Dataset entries
++++

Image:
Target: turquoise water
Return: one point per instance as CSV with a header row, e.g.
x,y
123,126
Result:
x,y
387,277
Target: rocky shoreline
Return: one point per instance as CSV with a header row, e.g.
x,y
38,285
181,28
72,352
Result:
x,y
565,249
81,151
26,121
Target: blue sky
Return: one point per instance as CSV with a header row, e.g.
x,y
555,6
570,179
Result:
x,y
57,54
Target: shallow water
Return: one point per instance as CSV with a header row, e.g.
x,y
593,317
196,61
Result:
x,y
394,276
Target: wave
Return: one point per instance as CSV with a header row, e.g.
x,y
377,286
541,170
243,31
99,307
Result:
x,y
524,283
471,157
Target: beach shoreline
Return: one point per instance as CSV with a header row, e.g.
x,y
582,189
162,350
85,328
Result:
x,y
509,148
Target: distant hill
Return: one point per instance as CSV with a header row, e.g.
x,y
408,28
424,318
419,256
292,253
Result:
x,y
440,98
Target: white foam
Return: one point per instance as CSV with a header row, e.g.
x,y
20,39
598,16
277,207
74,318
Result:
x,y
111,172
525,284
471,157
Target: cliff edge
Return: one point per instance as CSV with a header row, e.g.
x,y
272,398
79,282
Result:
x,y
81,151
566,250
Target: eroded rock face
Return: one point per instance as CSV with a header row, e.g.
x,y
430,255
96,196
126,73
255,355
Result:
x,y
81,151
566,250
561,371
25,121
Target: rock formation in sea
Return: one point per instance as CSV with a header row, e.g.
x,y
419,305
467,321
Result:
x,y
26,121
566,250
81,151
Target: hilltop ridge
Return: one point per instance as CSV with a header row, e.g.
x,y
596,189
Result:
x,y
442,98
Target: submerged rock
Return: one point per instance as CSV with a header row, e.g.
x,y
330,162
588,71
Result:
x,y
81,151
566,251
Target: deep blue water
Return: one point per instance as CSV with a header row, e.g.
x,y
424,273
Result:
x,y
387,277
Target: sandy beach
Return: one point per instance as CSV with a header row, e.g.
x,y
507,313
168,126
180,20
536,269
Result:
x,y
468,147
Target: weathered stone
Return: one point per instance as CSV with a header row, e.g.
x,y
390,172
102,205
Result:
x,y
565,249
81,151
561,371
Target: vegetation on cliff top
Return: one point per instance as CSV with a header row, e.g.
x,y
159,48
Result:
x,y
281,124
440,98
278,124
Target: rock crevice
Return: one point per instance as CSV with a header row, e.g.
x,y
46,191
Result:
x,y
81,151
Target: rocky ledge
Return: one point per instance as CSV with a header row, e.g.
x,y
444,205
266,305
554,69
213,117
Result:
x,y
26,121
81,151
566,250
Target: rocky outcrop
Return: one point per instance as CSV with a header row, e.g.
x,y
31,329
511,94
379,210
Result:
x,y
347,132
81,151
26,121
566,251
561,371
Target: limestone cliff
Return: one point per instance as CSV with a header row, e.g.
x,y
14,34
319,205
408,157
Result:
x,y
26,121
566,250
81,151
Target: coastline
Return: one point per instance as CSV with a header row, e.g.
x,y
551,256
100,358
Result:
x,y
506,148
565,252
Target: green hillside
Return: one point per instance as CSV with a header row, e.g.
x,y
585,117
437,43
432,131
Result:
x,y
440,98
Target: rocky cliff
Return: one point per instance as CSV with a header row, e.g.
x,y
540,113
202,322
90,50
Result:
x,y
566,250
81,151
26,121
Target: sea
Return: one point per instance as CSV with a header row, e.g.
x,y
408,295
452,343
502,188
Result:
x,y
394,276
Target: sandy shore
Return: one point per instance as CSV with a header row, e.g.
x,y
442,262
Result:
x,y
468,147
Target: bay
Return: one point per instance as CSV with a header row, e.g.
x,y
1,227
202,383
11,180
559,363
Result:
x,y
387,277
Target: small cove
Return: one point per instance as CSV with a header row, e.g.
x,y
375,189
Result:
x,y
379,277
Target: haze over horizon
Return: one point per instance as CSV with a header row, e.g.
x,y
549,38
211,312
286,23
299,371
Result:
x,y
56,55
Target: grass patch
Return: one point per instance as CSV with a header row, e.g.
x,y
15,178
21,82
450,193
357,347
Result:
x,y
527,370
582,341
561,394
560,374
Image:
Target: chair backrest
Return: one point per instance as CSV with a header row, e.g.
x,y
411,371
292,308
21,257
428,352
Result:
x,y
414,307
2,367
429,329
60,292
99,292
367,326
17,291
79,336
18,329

++++

■ **Exercise directions**: Going through the entries above, count the lines with the word "blue". Give only the result.

■ **Finished task**: 2